> [TEXT SHOWN]:
= Beginning of Section =

Norwegian businessman

Torstein Hagen (born 1943) is a Norwegian billionaire businessman, and the Founder and Chairman of Viking cruise line.

==Early life and education==
Hagen was born and raised in Norway. He earned a degree in physics at the Norwegian Institute of Technology, where he completed his master thesis on artificial intelligence and machine learning, won a Fulbright grant to study in the United States, and received an MBA from Harvard Business School in 1968.

==Career==
===Early years in cruise industry (1974-1996)===
Hagen was a consultant and later partner for McKinsey & Company in Europe, helping to bring Holland America Line back from near-bankruptcy in 1974. In 1976, he became CEO of Bergen Steamship Company (Bergenske Dampskibsselskab) and then became CEO of Royal Viking Line from 1980 to 1984. After a failed take-over bid, he had to resign in 1984. He joined the board of Holland America Line in 1985, and later was on the board of Kloster Cruise. In the early 1990s, he acquired a 27% stake in Nedlloyd, a Rotterdam-based shipping company, becoming the biggest shareholder. He sold his shares several years later at a loss.

===Viking Cruises (1997-present)===

In 1997, Hagen founded Viking River Cruises with the purchase of four river ships, launching the company with four Russian river cruises. Viking focuses on English language speakers over 55, especially Americans, and has more than 70 river cruise ships, which mainly navigate major European waterways. In May 2013, the company announced plans to start an ocean cruise division and changed its name to Viking Cruises. Its first ocean cruise was launched in 2015. As of 2016, Hagen has disposed of 23% of Viking Cruises to TPG Capital and the Canada Pension Plan Investment Board for a total of $672 million. As of 2017, the company has a fleet of over 60 vessels, and four ocean-going ships. At the beginning of 2020, Hagen announced that Viking would begin offering expedition tours. The first tour would be exploring Antarctica and the Great Lakes of North America in January 2022, with a second tour to begin in August 2022, sailing to Antarctica and the Arctic. The inauguration of the company’s first custom vessel is planned for August 2022.

==Personal life==
Hagen is divorced with two children, and lives in Lucerne, Switzerland. His daughter Karine Hagen works for Viking River Cruises.

= End of Section =

> [HOW TO COMPLETE THIS TASK]:
Reproduce the part of the Torstein Hagen text that begins at the words "Norwegian businessman" and stops after "School in 1968.".

> [Dataset entries]:
= Beginning of Section =

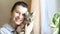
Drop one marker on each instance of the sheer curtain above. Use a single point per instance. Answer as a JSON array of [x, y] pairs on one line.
[[48, 8]]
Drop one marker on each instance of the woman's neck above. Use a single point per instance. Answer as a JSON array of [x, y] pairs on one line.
[[12, 24]]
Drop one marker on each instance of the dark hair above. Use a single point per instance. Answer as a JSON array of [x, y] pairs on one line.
[[19, 3]]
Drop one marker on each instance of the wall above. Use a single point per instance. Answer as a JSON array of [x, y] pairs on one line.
[[5, 7]]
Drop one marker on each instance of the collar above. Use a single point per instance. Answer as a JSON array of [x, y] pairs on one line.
[[9, 27]]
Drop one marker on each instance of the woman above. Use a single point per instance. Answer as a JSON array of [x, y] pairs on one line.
[[19, 21]]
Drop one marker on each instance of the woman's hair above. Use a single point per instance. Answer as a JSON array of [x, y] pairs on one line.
[[19, 3], [26, 17]]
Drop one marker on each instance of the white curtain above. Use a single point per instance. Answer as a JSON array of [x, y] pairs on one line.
[[48, 8]]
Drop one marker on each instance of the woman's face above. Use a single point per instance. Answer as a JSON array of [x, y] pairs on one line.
[[18, 14]]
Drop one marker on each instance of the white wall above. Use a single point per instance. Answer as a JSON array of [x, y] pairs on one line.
[[48, 8], [5, 8]]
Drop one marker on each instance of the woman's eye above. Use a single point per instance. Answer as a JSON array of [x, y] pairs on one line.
[[17, 12]]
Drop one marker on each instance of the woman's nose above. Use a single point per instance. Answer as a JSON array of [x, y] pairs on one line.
[[20, 16]]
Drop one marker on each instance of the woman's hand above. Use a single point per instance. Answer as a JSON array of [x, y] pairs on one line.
[[29, 28]]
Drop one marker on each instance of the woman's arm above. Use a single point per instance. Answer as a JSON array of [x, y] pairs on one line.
[[29, 28]]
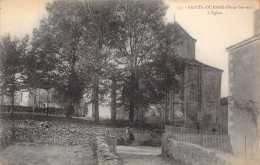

= End of Section =

> [RESPONSE FOR THIS EXERCISE]:
Norwegian businessman

Torstein Hagen (born 1943) is a Norwegian billionaire businessman, and the Founder and Chairman of Viking cruise line.

==Early life and education==
Hagen was born and raised in Norway. He earned a degree in physics at the Norwegian Institute of Technology, where he completed his master thesis on artificial intelligence and machine learning, won a Fulbright grant to study in the United States, and received an MBA from Harvard Business School in 1968.